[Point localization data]
*** Begin section ***
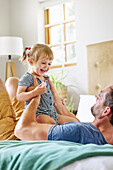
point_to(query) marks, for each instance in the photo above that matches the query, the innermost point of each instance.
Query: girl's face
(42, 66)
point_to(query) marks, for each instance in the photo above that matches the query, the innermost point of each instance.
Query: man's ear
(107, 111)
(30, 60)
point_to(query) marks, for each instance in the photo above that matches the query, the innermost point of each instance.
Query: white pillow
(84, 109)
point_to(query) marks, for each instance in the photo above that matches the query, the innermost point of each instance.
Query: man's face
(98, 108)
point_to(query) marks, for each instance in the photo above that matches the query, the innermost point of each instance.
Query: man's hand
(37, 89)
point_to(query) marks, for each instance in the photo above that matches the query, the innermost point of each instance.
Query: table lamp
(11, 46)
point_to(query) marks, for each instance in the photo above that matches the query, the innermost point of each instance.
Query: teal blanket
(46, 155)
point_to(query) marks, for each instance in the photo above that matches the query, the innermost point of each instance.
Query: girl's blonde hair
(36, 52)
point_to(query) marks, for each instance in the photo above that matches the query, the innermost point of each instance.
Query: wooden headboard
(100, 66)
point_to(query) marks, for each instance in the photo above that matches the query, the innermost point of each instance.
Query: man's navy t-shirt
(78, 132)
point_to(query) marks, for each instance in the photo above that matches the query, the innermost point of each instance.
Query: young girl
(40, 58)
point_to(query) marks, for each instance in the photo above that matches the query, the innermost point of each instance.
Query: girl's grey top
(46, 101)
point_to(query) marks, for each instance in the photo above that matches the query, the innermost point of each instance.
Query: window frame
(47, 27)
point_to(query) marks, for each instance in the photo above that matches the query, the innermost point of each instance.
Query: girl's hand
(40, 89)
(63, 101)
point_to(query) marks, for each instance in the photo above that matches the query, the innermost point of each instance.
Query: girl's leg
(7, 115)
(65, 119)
*** End section ***
*** Begin section ***
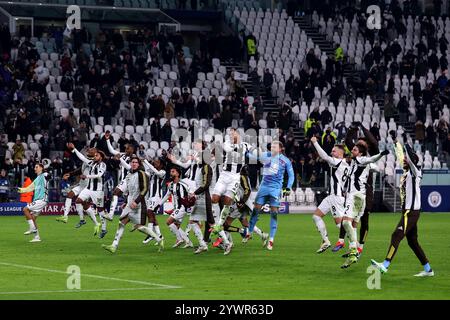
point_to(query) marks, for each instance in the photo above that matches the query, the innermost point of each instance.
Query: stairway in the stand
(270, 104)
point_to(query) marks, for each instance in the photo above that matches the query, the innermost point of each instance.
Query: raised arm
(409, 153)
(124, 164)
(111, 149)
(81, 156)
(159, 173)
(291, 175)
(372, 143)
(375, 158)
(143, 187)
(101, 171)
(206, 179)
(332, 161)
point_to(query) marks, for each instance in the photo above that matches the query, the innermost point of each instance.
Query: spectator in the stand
*** End section ***
*** Begin section ***
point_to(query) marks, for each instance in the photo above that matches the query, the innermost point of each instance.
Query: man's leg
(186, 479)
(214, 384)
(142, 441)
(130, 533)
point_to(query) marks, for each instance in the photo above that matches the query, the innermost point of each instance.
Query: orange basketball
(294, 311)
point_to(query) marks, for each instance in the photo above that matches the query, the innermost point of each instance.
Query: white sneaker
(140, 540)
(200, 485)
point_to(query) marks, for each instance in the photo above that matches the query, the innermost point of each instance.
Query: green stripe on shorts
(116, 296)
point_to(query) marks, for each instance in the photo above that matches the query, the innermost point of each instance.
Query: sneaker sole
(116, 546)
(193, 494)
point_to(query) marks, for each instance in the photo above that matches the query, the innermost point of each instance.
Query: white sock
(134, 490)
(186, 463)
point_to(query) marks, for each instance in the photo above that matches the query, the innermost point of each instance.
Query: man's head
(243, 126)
*** End section ***
→ Exercise requirements
Among the entries above, find the line with "Query: stairway in the stand" and the line with "Query: spectator in the stand"; give again exactly these two lines and all lines between them.

→ Answer to this task
Query: stairway in the stand
(270, 104)
point_to(query) marks, for each instance in the photo above that matches the query, the innermost point of each instance.
Query: raised arm
(409, 153)
(124, 164)
(111, 149)
(81, 156)
(159, 173)
(291, 175)
(372, 143)
(375, 158)
(143, 187)
(101, 171)
(206, 179)
(332, 161)
point_to(query) marks, for each instance in the photo above that matches the query, the innermost point of each instance.
Query: spectator in the stand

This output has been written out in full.